▸ Given exercise:
Tally the lines of the listing below that contain the string "cluster", with case counting, and give only the number.

[START Material for this exercise]

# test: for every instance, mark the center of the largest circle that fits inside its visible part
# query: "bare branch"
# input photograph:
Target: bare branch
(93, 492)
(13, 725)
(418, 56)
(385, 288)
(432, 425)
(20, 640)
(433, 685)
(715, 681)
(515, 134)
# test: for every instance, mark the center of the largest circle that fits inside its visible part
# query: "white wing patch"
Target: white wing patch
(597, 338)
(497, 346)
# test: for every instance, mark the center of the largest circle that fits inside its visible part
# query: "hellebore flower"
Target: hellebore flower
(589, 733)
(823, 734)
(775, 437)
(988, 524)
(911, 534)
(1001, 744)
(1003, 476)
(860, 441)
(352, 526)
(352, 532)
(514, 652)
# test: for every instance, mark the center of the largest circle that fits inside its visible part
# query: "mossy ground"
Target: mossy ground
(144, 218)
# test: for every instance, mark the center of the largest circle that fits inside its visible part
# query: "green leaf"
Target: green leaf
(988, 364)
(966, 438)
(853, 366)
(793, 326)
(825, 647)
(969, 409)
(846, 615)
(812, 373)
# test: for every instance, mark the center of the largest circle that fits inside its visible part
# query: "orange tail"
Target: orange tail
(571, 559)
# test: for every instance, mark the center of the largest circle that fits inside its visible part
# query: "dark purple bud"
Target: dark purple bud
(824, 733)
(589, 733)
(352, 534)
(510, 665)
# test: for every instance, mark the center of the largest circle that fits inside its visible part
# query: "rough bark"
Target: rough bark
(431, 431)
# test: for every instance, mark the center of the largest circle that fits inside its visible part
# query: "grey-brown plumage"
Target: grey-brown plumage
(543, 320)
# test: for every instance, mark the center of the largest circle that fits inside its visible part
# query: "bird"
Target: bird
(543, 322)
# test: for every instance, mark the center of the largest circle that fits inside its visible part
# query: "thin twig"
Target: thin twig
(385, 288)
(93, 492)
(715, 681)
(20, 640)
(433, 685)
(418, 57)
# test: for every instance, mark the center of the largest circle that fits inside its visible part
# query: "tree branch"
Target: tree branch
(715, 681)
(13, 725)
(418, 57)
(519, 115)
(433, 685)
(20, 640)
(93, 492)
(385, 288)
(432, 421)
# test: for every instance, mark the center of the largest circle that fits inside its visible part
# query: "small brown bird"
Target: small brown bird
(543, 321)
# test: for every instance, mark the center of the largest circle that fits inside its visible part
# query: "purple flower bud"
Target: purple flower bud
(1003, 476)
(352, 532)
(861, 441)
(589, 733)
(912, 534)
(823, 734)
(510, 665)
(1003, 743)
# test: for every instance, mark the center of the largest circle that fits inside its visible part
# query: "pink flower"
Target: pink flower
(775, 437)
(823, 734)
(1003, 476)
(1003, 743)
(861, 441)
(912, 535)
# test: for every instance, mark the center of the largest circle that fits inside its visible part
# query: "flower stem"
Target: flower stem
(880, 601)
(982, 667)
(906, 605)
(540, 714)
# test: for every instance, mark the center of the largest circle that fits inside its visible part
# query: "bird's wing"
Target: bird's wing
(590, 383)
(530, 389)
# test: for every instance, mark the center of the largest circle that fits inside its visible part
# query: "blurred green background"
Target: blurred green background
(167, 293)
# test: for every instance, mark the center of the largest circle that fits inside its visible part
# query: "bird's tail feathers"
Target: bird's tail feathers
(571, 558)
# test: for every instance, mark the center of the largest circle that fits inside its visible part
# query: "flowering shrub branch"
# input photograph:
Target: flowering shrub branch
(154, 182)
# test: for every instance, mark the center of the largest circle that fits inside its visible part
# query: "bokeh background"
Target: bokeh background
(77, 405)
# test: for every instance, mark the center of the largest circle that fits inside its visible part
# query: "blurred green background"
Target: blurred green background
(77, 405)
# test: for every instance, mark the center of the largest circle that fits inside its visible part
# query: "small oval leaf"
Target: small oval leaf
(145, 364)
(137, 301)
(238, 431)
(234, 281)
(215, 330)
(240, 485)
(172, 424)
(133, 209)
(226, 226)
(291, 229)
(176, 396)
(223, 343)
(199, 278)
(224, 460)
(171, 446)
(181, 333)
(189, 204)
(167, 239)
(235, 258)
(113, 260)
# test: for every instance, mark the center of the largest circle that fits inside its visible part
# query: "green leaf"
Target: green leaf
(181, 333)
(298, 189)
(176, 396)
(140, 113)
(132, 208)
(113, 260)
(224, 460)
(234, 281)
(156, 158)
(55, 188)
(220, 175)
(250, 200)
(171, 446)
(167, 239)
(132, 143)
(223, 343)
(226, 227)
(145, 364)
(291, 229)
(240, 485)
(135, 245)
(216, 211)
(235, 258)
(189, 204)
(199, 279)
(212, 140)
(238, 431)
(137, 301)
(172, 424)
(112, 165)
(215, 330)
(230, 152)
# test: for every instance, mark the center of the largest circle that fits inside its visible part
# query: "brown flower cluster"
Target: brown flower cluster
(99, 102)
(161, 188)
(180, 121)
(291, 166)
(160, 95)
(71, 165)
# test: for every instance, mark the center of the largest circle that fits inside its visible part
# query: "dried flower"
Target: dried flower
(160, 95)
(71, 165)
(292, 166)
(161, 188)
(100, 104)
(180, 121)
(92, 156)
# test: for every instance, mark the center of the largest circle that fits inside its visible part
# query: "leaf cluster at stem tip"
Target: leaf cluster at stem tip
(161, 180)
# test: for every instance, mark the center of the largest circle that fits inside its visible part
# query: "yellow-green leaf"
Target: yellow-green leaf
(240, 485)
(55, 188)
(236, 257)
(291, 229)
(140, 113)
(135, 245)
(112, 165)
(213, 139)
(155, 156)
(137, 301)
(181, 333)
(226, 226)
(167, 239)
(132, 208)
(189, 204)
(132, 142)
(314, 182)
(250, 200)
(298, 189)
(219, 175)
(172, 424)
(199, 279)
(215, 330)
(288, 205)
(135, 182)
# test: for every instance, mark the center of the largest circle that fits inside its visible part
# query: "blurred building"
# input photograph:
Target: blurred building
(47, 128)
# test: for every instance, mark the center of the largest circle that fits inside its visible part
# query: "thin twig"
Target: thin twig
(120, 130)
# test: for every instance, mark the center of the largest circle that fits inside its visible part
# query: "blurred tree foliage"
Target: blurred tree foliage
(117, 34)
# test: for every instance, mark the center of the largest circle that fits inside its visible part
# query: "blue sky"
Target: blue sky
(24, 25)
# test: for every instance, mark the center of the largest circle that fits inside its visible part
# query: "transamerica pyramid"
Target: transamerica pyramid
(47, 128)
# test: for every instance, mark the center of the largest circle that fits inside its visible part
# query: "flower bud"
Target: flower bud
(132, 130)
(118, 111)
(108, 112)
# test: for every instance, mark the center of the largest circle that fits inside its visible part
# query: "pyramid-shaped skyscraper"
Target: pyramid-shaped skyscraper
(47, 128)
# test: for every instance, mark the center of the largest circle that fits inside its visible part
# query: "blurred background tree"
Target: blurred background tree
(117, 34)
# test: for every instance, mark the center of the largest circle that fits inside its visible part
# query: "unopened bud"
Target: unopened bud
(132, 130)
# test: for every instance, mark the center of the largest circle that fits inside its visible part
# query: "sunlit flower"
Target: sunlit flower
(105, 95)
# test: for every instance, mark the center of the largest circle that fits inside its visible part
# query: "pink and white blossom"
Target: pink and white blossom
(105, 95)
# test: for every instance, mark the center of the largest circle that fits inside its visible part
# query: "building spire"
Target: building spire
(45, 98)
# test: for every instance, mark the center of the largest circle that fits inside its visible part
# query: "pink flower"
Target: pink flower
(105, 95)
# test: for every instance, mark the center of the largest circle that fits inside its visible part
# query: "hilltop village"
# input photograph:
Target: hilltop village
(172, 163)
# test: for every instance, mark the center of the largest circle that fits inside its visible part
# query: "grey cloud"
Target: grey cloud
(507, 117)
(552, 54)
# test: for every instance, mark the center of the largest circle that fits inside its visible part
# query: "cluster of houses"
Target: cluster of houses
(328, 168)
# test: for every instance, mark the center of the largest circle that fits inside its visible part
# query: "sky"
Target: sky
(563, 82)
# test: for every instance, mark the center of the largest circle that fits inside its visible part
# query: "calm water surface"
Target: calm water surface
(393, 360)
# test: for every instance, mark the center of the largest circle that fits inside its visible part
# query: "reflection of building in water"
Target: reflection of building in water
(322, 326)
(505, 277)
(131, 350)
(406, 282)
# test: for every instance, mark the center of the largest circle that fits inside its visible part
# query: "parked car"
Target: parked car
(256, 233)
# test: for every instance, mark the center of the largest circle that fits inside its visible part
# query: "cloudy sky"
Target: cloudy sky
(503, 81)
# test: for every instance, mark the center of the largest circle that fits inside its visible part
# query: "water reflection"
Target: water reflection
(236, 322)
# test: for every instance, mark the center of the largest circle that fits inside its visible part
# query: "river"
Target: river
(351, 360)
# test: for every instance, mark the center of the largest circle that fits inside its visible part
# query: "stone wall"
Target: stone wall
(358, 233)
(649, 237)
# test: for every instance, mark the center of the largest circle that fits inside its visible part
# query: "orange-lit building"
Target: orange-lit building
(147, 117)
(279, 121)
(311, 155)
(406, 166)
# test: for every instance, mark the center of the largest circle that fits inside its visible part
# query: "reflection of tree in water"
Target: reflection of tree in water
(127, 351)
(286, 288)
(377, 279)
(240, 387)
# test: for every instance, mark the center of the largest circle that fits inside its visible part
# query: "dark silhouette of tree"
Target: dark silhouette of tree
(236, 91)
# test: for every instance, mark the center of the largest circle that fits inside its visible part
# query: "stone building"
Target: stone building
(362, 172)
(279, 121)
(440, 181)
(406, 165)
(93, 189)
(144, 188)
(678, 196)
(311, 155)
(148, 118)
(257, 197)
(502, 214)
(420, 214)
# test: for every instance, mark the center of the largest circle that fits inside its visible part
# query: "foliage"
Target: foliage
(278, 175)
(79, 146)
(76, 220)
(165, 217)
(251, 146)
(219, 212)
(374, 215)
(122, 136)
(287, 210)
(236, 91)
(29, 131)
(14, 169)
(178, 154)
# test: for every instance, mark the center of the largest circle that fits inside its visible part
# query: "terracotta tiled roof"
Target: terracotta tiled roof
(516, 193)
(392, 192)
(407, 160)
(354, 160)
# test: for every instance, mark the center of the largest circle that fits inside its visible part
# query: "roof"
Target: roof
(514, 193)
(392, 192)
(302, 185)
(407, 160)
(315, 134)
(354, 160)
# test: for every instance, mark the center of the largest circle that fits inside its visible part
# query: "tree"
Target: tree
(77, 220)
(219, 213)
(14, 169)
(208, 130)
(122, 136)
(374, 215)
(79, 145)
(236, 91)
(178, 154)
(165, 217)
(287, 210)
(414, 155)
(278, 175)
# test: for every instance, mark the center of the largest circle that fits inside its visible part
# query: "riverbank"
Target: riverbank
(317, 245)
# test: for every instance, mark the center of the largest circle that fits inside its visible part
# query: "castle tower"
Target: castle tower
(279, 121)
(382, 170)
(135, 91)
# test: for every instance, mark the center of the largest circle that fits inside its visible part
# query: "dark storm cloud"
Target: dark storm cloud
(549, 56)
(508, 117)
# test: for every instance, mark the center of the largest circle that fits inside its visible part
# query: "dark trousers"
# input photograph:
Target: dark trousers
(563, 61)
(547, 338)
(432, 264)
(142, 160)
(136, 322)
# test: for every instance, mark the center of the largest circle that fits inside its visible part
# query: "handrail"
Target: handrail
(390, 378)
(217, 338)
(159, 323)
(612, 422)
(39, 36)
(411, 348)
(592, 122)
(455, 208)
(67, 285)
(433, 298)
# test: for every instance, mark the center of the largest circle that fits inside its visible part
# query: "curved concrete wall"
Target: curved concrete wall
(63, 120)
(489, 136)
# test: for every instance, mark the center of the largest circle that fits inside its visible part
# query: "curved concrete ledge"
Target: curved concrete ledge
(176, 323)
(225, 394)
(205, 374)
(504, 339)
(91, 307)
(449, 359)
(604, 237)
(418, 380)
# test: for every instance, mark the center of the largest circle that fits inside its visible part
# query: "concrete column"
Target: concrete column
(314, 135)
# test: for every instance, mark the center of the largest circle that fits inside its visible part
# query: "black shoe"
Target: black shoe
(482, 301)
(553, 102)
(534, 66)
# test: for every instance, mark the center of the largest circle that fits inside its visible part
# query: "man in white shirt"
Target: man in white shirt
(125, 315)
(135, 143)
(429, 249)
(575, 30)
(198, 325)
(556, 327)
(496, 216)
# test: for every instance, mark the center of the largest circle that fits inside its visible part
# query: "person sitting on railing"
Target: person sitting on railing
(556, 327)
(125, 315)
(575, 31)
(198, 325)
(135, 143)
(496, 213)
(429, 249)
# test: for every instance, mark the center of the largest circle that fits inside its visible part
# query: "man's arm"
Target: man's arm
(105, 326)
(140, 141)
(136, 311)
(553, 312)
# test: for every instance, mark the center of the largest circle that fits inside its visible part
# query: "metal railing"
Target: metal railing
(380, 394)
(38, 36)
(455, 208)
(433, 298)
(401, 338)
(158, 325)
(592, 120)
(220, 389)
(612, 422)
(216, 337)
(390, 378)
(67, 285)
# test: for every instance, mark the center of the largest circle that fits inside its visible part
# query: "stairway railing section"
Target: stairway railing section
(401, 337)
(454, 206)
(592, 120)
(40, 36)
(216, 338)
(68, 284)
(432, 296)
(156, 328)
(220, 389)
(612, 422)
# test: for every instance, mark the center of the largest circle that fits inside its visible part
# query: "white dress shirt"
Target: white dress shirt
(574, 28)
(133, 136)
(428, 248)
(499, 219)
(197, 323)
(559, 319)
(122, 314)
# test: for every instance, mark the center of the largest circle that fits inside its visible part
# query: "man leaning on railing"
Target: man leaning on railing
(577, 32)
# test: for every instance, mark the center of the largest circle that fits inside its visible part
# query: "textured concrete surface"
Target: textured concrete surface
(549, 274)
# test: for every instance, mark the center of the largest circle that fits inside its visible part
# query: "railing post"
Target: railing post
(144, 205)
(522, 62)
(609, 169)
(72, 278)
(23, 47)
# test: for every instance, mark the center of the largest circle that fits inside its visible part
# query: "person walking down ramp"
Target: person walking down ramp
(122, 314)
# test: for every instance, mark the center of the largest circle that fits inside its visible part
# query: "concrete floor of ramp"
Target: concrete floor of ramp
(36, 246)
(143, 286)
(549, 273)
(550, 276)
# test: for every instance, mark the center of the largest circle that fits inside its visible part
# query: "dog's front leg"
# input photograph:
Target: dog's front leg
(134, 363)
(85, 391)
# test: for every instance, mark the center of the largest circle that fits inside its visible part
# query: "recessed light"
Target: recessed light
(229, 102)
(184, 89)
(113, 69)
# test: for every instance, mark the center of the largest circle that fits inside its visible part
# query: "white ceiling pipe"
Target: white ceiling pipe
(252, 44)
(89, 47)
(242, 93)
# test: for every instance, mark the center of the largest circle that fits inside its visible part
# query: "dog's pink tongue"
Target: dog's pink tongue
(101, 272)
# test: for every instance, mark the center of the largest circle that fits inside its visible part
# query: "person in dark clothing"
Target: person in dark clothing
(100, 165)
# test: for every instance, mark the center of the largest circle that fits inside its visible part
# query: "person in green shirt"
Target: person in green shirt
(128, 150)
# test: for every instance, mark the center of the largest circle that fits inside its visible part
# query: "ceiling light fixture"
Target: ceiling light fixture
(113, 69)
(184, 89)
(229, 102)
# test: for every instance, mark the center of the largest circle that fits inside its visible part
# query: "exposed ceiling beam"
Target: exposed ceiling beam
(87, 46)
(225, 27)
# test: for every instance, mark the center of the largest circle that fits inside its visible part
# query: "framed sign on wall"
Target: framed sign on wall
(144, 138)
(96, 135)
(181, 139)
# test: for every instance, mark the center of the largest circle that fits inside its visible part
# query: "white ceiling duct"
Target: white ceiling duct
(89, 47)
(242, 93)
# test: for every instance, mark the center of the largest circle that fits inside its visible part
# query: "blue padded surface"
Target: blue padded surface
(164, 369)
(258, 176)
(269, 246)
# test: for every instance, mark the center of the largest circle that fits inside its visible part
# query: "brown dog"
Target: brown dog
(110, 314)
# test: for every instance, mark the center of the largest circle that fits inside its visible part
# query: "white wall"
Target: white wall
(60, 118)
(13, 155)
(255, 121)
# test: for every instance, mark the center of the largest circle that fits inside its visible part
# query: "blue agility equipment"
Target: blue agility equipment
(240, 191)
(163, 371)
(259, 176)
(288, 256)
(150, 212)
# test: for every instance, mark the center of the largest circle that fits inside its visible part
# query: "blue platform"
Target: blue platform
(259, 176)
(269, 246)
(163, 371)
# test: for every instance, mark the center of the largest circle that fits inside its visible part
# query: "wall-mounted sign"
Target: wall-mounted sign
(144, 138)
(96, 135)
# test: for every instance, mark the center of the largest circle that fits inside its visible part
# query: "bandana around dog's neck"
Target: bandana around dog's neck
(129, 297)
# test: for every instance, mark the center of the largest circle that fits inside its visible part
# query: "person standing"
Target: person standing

[END Material for this exercise]

▸ Completed task:
6